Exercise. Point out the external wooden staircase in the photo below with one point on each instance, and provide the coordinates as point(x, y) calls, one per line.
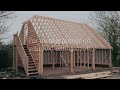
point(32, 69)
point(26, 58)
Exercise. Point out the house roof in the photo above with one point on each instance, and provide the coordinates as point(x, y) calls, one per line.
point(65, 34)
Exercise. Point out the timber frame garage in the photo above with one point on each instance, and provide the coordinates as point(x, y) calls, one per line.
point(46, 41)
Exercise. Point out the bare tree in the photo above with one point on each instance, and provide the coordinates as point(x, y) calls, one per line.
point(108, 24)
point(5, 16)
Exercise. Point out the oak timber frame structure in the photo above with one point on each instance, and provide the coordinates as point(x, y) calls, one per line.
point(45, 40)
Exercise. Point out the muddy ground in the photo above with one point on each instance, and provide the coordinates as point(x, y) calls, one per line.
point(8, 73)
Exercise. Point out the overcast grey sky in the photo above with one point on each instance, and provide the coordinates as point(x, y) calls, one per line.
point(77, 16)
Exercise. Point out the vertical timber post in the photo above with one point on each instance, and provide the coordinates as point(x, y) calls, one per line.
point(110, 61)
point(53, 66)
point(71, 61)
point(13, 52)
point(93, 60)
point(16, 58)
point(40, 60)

...

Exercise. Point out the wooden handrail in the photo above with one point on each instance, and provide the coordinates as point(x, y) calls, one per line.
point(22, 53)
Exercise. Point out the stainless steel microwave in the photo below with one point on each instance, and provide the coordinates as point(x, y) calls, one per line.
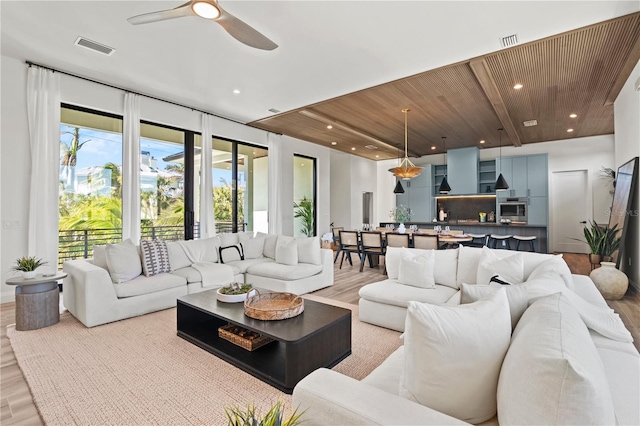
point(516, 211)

**Task description:**
Tally the lines of the records above that contain the word "below" and give only the number.

**Answer to the task:**
2